_Exercise directions_. Rewrite the listing with "deepest inside it" changed to "most central within it" everywhere it occurs, keeping everything else the same. Leave the pictures out of your answer.

_Coordinate annotation entries_.
---

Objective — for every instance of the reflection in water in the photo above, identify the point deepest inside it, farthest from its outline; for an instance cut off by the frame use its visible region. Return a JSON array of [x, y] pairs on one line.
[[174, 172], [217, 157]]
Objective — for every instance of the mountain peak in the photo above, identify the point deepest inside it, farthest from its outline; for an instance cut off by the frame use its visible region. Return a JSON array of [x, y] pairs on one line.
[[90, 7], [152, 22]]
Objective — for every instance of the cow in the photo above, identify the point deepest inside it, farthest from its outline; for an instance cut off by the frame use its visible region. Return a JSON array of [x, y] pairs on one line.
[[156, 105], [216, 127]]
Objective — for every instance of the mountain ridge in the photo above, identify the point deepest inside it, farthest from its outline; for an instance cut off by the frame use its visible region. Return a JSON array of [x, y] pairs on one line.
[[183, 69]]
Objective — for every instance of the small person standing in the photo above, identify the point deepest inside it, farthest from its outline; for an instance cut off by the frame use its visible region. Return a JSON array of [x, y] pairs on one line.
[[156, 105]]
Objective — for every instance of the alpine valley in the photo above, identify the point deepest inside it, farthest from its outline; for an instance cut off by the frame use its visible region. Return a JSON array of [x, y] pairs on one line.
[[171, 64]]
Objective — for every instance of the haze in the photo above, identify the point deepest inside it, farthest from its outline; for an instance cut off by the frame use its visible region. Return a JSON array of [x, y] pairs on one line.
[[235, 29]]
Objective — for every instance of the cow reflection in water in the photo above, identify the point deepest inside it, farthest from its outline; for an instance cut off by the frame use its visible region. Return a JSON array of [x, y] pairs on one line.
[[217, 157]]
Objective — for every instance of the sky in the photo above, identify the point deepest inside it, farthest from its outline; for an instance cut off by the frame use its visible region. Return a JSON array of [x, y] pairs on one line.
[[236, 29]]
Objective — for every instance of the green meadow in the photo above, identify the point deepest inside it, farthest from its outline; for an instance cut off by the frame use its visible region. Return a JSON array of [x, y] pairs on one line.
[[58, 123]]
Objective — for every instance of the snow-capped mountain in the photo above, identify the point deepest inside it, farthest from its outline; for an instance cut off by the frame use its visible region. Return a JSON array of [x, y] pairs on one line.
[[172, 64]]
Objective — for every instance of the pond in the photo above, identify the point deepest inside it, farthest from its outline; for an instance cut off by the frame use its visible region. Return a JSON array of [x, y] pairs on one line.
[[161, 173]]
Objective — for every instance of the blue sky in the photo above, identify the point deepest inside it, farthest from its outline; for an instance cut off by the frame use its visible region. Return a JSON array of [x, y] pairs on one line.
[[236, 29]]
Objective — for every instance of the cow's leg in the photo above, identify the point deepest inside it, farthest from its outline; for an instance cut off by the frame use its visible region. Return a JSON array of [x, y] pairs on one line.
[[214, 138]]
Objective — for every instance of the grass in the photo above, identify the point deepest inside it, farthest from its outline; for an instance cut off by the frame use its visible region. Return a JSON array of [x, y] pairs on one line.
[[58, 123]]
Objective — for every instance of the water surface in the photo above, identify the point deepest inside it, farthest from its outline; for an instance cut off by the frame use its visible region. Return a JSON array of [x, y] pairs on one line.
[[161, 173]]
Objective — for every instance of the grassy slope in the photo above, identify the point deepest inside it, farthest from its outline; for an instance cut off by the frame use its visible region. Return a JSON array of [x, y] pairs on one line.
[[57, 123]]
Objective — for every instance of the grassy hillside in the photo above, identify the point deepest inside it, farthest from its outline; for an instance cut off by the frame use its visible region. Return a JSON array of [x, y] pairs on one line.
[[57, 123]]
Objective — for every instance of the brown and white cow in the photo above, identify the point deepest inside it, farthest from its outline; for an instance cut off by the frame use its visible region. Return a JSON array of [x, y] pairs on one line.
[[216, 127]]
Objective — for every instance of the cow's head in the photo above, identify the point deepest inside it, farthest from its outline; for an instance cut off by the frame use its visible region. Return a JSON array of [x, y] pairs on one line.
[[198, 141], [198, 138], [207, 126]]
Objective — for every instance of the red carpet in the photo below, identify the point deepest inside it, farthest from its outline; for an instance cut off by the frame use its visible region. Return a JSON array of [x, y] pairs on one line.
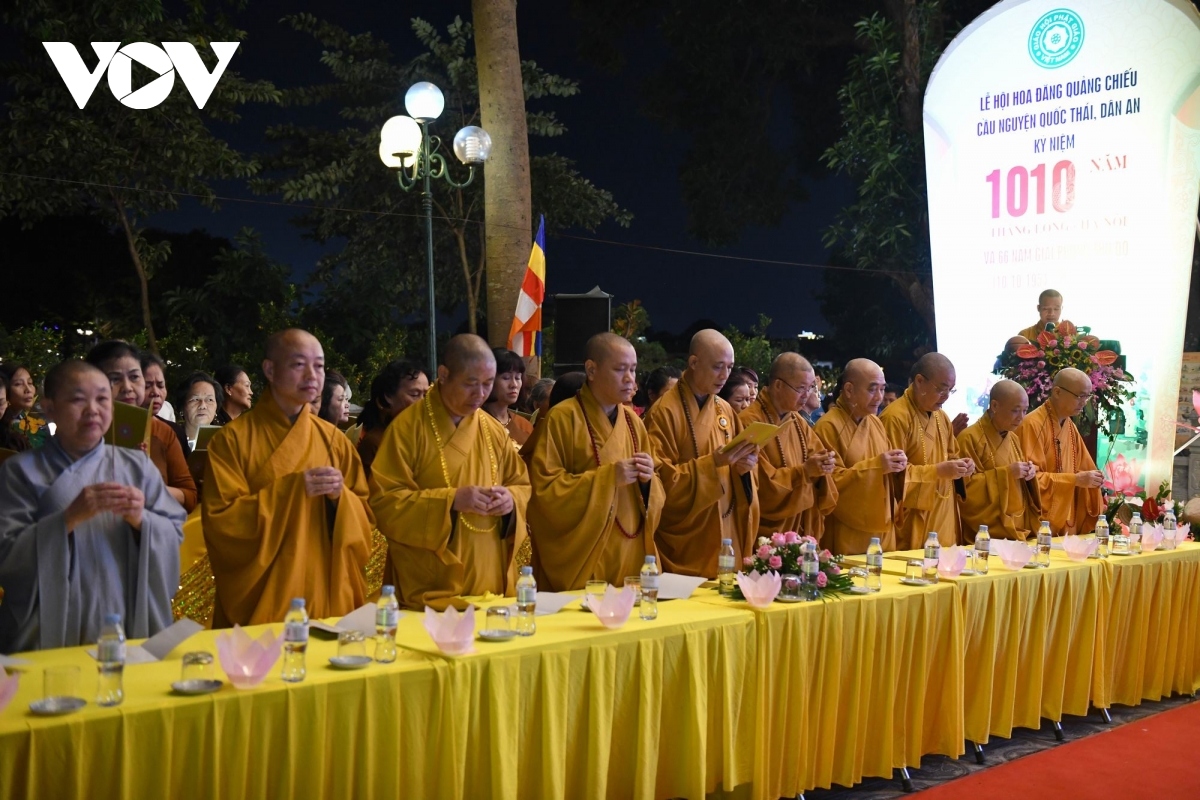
[[1155, 757]]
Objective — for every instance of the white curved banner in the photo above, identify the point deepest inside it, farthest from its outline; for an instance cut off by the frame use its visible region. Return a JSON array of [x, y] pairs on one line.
[[1062, 144]]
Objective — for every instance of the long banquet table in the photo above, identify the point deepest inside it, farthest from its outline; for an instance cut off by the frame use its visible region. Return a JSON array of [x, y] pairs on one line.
[[712, 698]]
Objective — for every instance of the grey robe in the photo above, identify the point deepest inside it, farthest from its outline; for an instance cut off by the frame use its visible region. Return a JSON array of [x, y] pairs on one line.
[[59, 584]]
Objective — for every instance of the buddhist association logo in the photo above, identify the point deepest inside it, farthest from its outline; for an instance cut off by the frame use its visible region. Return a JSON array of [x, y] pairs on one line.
[[1056, 37]]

---

_The response_.
Objective — for every instance of the reflection in water in the photo above, identify the point most central within it, farthest from its outline; for an instance cut off by the frame use its visible region. Return a JSON array of [x, y] pairs on one line.
[[174, 172], [217, 157]]
Objective — for every instance of the mountain peak in the photo above, identify the point most central within it, farthest from its outline; for an instance cut off by the frame use its visible region. Return a JSON array of [x, y] pairs on one line.
[[90, 7], [152, 22]]
Objective — for every instance of the cow in the photo above, identify the point most central within it, farthest from its outline; for an instance cut off by the frame use its visible region. Return a JSON array of [x, y] pairs on one line.
[[156, 105], [216, 127]]
Objective — for every instance of the mountain ridge in the photo above, identify the point most central within it, farthest from its outline; for an instance cut off by the frame use its visible region. Return a JSON array of [x, y] pairs on one line.
[[183, 69]]
Objective — for every instance of the small person standing in the photo above, identify the point most central within it, farthest from its outline; for an instance cut off by the frame use its visible region. Return a JSON array of [x, y] pairs on one line.
[[156, 105]]
Objective — for every instance of the alpine valley in the photo above, identify the point most central within it, farthest from its outline; for an instance cut off by the frame use its visible region. Return a JSON array of [x, y] pairs on one line.
[[171, 64]]
Objective — for every instance of the haze in the photo above, identify the point most central within it, farthest from its outline; for an instance cut off by the frame use its visible region. Return a JSON array of [x, y] pairs on one line.
[[235, 29]]
Objective — for every instance of the cow reflection in water in the photo above, identify the point most central within it, farthest from its outline; for an instance cut off by the frame use its visible region. Return a JSON array of [x, y] pairs on one line.
[[217, 157]]
Objective — for every instance of the sky in the photo above, identify the point most central within it, farthest from its outline; for an instance cut off by the frame use its visible region. Return a JSON array of [x, y] pairs on one line.
[[236, 29]]
Objective — for every instance of the green meadow in the photo above, identify the point most central within it, farthest from its outline; for an instance cut off by the frame use its visible region. Return a JSON array of [x, y] pairs on one line.
[[58, 123]]
Objective — for every instance of the snow-capped mountain in the photo above, identify the point most central within it, farthest from its outline; for an instance cut off by the frame use its visible region. Return a JSON array of [x, y] pairs on one line.
[[172, 64]]
Objective — for every instance of the pond in the photo above, identify the point most central within it, farthest from its outline; for an instance cut off by the frame use its visible region. Return a JSON array of [x, y] pairs on one line.
[[161, 173]]
Objective — for every instance of the blue sky in the photo above, identify the point most central within it, farthest from its outline; for an instance cut off by the frame use its visible region. Return a JSON array of [x, y] pairs on one line.
[[236, 29]]
Objective — for every instance of the cow's leg in the photo above, identify the point most central within it, farthest from its outline; for an instance cut off by the frame use its visible region. Return a JSON array of [x, y] pairs on one line.
[[214, 138]]
Objective — for every instance of the grass in the photo above, identify the point most central within it, farthest from its outline; for an instance cut off by the frame use its visible region. Return a JSON array of [x, y] pairs on one line.
[[58, 123]]
Objective — for every instance of the water surface in the photo above, identify the point most central within it, farthest from its outline; for an instance cut off by the frame use its visible region. Return a JSON array of [x, y] pairs on one line.
[[161, 173]]
Objective — for every instance of the grassy slope in the photo above, identify the point most central within it, farthest from its outline; for an instance cut off by the frame use its visible region. Return a JSON array of [x, y] pairs on one line.
[[57, 123]]
Objective — for every instance of the grassy hillside in the photo above, identify the point most central within it, farthest from its outline; for an instance cut off by the frame use its visible region. Return a JSON array of [x, y] pairs on one line.
[[57, 123]]
Objective — for every instance of the brown and white cow in the photo above, identify the point most central within it, farthest from its outline; for an instance cut off by the frame use its visible region. Return a JSON array of [x, y] pairs on one line.
[[216, 127]]
Objective — for every instance of the cow's head in the photo above, identify the point most central within it, farthest from its outline; for an instance cut off by the frame use its visible region. Return a JSON array of [x, y] pairs on one line.
[[198, 141], [198, 138], [207, 126]]
Objective — for every instance of the red carpet in the photo below, identify the point most central within it, farthest from its outline; for an instance cut off by the frame use its visible region. Return a JSON array of [x, y] pairs on one line.
[[1155, 757]]
Objective — for every instance of the white curved banner in the photo above, identify the point most central within it, farthest from its outline; for an instance cut off by the frame use its visible region. Return a JSON array of [x, y] pairs on one line.
[[1062, 144]]
Objective — for every instance of the long banquet table in the photo above, identify the point most central within it, farthest from its outline; for an instance cut off by the frame use its visible region. Return a JSON array of [x, y] pairs on one line.
[[712, 698]]
Objective — for every instance of the grey robe in the photo above, identify the point most central within it, farthest from its outline; for an instance cut off by the frame use its visible region. Return a JSON array of [x, y] pairs on one line.
[[59, 584]]
Objective — for every instance of the buddhist association logo in the photo above, identify the point most central within it, farthest from its outline; for an instance cut off by the frame use its visible region. Return a JSON array of [x, y] pairs on one line.
[[1056, 37]]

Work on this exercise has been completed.